▶ **Task**: Reproduce the entries from the line with "of the metro" to the line with "column 431, row 189", substituting "grasp planner" for "pick planner" wherever it occurs and leaving all other text unchanged.

━━━━━━━━━━━━━━━━━━━━

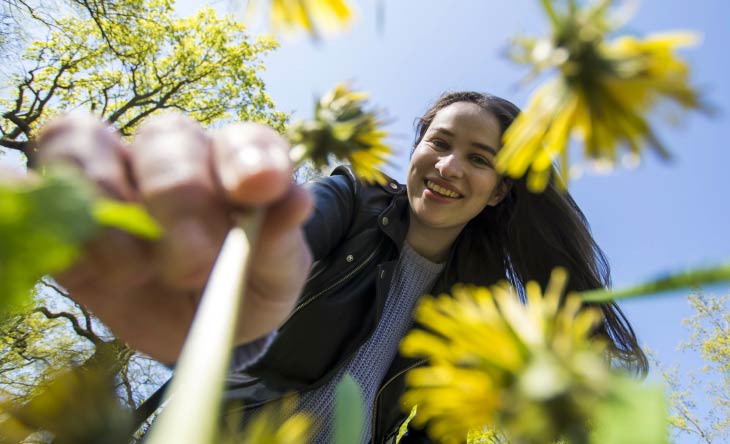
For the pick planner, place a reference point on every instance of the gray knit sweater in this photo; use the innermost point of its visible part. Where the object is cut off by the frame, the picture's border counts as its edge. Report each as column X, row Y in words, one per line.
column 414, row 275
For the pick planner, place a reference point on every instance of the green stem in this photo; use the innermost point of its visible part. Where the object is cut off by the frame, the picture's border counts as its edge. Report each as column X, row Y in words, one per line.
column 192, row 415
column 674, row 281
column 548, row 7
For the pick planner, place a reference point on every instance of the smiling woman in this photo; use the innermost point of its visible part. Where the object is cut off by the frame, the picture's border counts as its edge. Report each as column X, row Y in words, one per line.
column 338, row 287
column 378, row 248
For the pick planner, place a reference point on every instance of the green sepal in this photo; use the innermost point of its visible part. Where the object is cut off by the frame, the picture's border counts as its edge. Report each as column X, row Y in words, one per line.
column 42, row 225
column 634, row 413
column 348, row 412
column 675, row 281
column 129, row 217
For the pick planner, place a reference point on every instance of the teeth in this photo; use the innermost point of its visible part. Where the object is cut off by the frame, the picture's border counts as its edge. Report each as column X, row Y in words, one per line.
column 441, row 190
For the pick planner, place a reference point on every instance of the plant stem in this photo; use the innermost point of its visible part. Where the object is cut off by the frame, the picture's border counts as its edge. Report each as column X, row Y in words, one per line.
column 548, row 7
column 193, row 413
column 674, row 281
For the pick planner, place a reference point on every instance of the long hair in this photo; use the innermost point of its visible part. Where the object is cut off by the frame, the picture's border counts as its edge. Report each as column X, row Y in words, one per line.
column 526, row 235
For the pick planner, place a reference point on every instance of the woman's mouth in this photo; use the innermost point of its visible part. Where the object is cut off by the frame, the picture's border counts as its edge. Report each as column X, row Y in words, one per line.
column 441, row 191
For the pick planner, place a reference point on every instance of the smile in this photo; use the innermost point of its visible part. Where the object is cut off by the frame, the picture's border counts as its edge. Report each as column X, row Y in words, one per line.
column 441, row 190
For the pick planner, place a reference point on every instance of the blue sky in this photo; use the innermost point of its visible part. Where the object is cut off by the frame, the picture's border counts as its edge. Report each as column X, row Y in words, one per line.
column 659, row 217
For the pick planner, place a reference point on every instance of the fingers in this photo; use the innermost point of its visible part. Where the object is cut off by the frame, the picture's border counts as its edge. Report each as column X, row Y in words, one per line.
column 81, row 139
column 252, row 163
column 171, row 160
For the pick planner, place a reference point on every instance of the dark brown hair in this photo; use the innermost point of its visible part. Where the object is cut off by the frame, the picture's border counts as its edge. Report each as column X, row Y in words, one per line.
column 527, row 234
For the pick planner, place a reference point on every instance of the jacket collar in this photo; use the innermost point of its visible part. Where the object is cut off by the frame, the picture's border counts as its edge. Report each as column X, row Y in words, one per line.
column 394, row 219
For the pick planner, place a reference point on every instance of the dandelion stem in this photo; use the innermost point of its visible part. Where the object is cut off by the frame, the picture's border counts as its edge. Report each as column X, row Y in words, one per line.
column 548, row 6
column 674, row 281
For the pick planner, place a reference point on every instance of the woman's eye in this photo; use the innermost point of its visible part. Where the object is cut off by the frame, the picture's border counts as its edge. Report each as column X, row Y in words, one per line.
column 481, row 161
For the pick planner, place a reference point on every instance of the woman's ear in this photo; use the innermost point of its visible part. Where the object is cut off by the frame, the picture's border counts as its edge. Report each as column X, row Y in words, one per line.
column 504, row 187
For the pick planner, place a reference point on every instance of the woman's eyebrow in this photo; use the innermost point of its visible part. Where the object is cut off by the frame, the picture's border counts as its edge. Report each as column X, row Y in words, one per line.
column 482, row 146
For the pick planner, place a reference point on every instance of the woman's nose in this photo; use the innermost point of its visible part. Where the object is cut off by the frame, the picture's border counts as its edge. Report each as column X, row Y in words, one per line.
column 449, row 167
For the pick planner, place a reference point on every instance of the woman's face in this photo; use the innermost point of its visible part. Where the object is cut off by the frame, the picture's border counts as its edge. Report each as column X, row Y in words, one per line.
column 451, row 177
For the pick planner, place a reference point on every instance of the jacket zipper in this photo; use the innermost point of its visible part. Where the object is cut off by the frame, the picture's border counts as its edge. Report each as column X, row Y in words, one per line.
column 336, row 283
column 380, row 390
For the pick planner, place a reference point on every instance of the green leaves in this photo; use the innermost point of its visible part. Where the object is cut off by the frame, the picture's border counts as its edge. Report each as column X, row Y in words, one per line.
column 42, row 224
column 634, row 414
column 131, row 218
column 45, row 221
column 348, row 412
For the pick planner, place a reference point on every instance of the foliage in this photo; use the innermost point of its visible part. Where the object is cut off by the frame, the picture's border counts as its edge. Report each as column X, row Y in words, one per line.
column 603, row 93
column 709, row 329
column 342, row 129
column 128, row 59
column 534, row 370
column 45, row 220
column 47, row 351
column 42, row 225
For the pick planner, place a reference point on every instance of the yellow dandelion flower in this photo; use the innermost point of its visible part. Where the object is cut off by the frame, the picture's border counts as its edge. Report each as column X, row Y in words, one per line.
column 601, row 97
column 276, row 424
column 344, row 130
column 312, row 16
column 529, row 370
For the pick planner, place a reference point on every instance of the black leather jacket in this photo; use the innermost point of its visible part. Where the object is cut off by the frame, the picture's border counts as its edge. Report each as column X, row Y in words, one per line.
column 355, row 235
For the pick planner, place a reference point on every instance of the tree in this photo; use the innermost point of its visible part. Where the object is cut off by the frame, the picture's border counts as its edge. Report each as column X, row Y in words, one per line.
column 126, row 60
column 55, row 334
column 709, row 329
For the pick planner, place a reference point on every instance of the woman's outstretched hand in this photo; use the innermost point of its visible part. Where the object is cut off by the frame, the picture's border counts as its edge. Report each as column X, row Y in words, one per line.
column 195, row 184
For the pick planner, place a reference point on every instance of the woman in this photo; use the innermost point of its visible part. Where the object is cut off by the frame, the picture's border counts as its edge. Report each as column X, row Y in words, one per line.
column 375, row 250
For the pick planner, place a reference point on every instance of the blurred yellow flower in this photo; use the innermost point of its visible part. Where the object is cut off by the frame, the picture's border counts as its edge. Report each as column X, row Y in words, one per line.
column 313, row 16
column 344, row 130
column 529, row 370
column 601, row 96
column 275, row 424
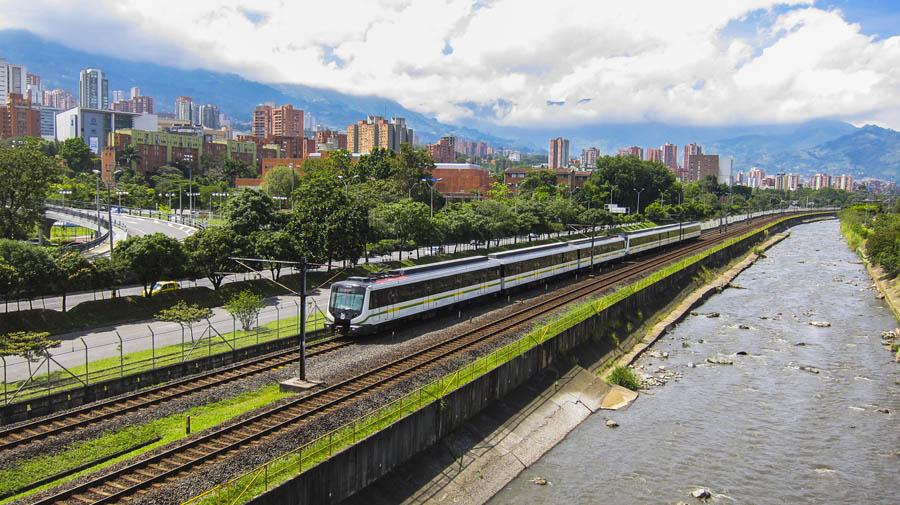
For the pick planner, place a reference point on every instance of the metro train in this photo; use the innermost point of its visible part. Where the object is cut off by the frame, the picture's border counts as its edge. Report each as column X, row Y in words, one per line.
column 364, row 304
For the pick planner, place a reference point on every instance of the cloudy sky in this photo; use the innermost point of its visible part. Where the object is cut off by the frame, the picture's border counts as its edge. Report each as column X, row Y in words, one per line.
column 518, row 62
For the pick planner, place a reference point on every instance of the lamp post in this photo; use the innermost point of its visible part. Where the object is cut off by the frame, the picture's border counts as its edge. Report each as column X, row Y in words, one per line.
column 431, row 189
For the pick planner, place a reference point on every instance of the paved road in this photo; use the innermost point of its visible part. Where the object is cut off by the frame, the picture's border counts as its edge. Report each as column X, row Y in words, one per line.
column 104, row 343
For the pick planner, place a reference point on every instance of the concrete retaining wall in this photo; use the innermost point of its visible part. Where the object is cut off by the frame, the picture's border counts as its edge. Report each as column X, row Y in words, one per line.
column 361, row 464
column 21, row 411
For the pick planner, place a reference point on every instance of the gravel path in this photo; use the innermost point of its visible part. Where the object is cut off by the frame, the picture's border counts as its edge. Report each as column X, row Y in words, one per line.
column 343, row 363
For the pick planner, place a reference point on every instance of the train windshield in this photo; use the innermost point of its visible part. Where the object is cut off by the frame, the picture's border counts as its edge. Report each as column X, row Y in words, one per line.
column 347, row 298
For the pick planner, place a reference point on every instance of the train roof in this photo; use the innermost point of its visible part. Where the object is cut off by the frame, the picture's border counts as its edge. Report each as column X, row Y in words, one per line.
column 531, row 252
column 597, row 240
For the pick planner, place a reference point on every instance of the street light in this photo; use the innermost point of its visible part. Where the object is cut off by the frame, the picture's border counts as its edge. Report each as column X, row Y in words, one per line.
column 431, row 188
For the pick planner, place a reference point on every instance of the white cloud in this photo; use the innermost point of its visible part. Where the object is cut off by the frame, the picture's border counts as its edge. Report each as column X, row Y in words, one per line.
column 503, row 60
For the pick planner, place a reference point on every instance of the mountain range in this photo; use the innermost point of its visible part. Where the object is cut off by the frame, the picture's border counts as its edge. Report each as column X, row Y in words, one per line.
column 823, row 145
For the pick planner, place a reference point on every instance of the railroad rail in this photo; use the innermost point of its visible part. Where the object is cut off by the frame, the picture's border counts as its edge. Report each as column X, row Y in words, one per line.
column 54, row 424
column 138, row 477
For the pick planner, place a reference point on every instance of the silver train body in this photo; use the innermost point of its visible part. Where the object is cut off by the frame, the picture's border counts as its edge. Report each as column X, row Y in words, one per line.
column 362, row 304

━━━━━━━━━━━━━━━━━━━━

▶ **Response**:
For the grasp planner, place a reference point on every instance of the metro train in this photo; use the innermost point of its visible part. Where the object is cut off by the frame, the picture's border counts as its edge. Report each as column X, row Y in words, one per line.
column 364, row 304
For the grasp planner, place a reference point on every instance of the cloudy sky in this photo; use the innermost point of its visible part. Where the object is cut off by the frame, the picture's border counts as its edge. Report each as column X, row Y in words, one per line.
column 518, row 62
For the grasp planner, place a reference point on every instance of the lamp post in this photo; use the innermost point of its visible part. Where the object is cut off by the frame, the picture's border counts as its edge. Report each as column X, row Y in words, one per line.
column 431, row 189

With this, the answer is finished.